TASK DIRECTIONS
Copy every line from the one containing "backpack on ground." through the last line of the records below, both included, and nothing else.

Location annotation dataset excerpts
----------

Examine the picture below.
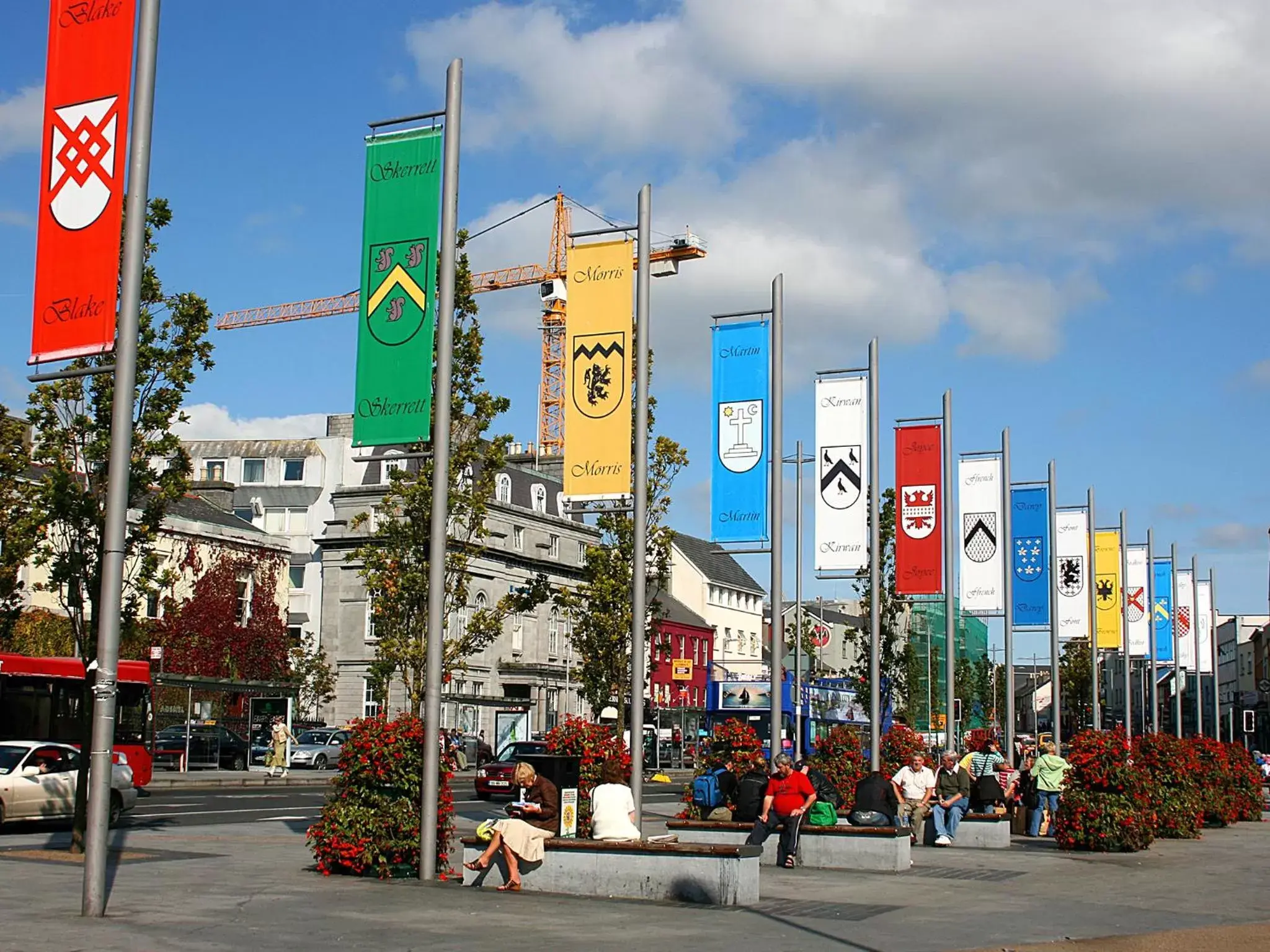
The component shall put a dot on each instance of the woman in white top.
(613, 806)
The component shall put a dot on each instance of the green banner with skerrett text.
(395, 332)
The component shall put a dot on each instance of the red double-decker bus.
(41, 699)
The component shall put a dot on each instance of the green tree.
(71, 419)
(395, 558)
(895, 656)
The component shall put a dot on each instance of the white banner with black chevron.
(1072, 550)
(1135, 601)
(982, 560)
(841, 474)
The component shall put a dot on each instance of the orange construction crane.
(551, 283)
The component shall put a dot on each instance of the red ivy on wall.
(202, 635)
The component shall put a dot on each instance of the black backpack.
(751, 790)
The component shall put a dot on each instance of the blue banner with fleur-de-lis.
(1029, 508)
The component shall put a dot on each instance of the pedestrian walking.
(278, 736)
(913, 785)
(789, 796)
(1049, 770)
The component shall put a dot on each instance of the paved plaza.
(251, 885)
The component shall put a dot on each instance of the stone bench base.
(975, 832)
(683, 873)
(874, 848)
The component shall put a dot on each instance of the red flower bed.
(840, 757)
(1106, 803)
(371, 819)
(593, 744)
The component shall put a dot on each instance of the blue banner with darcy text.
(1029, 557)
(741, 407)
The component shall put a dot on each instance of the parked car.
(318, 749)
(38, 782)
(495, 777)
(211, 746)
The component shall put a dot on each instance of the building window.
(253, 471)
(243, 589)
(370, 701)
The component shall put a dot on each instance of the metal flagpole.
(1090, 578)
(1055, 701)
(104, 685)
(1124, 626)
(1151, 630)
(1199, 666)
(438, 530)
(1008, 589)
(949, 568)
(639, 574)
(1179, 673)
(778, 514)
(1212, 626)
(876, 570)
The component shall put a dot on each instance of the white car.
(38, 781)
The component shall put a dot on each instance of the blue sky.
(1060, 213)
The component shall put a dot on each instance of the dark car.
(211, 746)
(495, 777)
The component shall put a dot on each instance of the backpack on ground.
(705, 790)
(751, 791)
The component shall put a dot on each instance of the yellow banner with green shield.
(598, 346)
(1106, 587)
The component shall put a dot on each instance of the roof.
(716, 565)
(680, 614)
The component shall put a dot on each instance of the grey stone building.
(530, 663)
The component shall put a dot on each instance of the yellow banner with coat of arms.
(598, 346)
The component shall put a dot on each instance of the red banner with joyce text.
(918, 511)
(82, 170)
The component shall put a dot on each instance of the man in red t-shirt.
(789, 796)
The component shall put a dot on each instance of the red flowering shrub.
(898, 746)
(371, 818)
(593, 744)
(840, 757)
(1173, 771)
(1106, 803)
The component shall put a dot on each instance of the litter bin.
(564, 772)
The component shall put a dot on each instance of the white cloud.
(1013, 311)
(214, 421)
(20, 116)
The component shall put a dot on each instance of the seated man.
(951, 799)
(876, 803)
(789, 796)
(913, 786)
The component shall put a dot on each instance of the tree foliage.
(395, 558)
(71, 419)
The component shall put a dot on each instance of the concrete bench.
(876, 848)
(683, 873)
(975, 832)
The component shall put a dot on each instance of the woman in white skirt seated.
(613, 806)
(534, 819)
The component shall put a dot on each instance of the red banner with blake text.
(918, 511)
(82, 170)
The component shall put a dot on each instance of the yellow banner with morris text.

----------

EXERCISE ANSWER
The component shall put a dot on each instance of the backpack on ground.
(705, 790)
(751, 791)
The component shall put a dot on each instance of the yellow banner with green shield.
(598, 346)
(1106, 587)
The component shall put a dot on each instance of the roof.
(716, 565)
(680, 614)
The component shall put a dot on each instance of the grey stone building.
(530, 663)
The component shall put a dot on each instance of the yellow banner with coat of arms.
(598, 346)
The component shall put a dot on each instance of the red banner with joyce text.
(918, 511)
(82, 170)
The component shall put a dot on each instance of the man in red t-shirt.
(789, 796)
The component shall put a dot on each instance of the red flowering shrub.
(898, 746)
(371, 818)
(593, 744)
(840, 757)
(1173, 771)
(1106, 803)
The component shall put a dot on each instance of the litter bin.
(564, 772)
The component shall put a dot on each instance of the white cloud.
(1013, 311)
(214, 421)
(20, 116)
The component shall put a dot on each instance of the seated man.
(951, 799)
(876, 803)
(789, 796)
(913, 786)
The component shall put a dot on each instance of the tree foliage.
(395, 558)
(71, 419)
The component shall put a dot on each instance of the concrete bench.
(876, 848)
(683, 873)
(975, 832)
The component shall put a dot on each instance of the woman in white skirt seated.
(613, 806)
(534, 819)
The component shall put a dot on each instance of the red banner with blake text.
(918, 511)
(82, 170)
The component shall put a dot on each instance of the yellow banner with morris text.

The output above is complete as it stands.